[start of Data provided]

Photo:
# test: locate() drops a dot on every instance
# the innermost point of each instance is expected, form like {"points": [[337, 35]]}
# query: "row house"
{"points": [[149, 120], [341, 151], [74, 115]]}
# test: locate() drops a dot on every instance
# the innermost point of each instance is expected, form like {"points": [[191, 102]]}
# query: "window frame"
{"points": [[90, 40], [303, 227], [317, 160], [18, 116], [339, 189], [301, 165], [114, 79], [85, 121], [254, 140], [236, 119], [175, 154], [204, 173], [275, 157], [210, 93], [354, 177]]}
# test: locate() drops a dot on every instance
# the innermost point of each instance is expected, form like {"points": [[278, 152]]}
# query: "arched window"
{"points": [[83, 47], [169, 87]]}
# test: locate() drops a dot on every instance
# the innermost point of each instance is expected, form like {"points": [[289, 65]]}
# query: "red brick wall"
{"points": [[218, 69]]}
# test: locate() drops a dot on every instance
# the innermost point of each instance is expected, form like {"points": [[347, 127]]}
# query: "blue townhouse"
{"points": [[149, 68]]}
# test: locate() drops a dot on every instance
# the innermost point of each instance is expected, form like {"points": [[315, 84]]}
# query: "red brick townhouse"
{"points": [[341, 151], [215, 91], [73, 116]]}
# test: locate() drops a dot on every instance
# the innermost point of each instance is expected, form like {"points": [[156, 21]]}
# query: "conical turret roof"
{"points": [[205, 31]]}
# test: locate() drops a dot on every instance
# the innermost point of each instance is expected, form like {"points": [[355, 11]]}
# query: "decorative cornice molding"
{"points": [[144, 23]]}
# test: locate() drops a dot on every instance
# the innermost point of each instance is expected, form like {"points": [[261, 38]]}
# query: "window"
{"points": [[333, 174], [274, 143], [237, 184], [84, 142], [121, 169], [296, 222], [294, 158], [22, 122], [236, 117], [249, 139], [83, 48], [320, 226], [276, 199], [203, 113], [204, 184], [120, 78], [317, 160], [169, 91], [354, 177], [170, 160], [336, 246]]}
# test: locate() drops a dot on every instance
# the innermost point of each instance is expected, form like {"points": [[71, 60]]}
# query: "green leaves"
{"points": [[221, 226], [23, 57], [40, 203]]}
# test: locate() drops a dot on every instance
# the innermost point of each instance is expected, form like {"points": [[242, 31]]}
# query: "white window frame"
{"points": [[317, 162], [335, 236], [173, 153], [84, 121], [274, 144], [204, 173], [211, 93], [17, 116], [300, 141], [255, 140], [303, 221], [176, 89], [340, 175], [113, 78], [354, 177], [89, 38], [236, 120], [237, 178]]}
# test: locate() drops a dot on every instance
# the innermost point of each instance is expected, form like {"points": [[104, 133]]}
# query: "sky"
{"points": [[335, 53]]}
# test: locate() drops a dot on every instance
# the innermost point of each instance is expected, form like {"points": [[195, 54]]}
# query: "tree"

[end of Data provided]

**Task directions**
Reproduce each record exactly, leaving nothing out.

**Expected output**
Photo:
# test: locate() drops a dot on every instance
# the innermost point of each instance is expected, form like {"points": [[337, 35]]}
# query: "row house"
{"points": [[149, 120], [341, 151], [74, 115]]}
# test: locate() drops a dot on every instance
# the innermost point of each instance is expected, form like {"points": [[191, 102]]}
# query: "window frame"
{"points": [[90, 40], [303, 227], [317, 160], [18, 116], [339, 189], [301, 165], [114, 79], [85, 121], [254, 140], [236, 119], [175, 154], [204, 173], [275, 157], [210, 93], [354, 177]]}
# test: locate() drops a dot on every instance
# the innermost point of each instance is expected, form like {"points": [[278, 152]]}
# query: "arched window"
{"points": [[83, 47], [169, 87]]}
# test: locate() drops a dot on every instance
# the innermost point of each instance is expected, form like {"points": [[289, 65]]}
# query: "red brick wall"
{"points": [[218, 69]]}
# test: locate() drops a dot on every instance
# the innermost point of each instance is expected, form like {"points": [[347, 127]]}
# query: "blue townhouse"
{"points": [[149, 68]]}
# test: locate() drops a dot on every instance
# the innermost point of each instance is expected, form like {"points": [[315, 84]]}
# query: "red brick townhouse"
{"points": [[341, 151], [215, 91], [73, 116]]}
# test: locate() drops a dot on every instance
# the innermost point of each instance is expected, form like {"points": [[156, 21]]}
# query: "conical turret roof"
{"points": [[205, 31]]}
# test: locate() drops a dot on every instance
# the innermost point of each instance is expected, form like {"points": [[355, 11]]}
# query: "decorative cornice molding"
{"points": [[144, 23]]}
# test: locate() drops a dot on every instance
# the innermost point of each instance is expected, form like {"points": [[261, 38]]}
# query: "window"
{"points": [[333, 174], [274, 143], [237, 184], [84, 142], [121, 169], [296, 222], [294, 158], [22, 122], [236, 117], [249, 139], [83, 48], [320, 226], [276, 199], [203, 113], [204, 184], [120, 78], [317, 160], [169, 91], [354, 177], [170, 160], [336, 246]]}
# test: locate() drops a dot on every instance
# the innermost point of each instance is expected, form like {"points": [[71, 60]]}
# query: "green leaves"
{"points": [[221, 226], [23, 57], [40, 203]]}
# test: locate() drops a dot on every instance
# the innermost point of each instance is expected, form like {"points": [[242, 31]]}
# query: "white window frame"
{"points": [[317, 162], [335, 236], [173, 153], [84, 121], [274, 144], [204, 173], [211, 93], [17, 116], [300, 141], [255, 140], [303, 221], [176, 89], [340, 175], [113, 78], [354, 177], [89, 38], [236, 120], [237, 178]]}
# test: locate() drops a dot on every instance
# the innermost point of each instance is expected, form like {"points": [[104, 133]]}
# query: "sky"
{"points": [[335, 53]]}
# test: locate() drops a dot on every instance
# the innermost point of each instance is expected, form like {"points": [[195, 54]]}
# query: "tree"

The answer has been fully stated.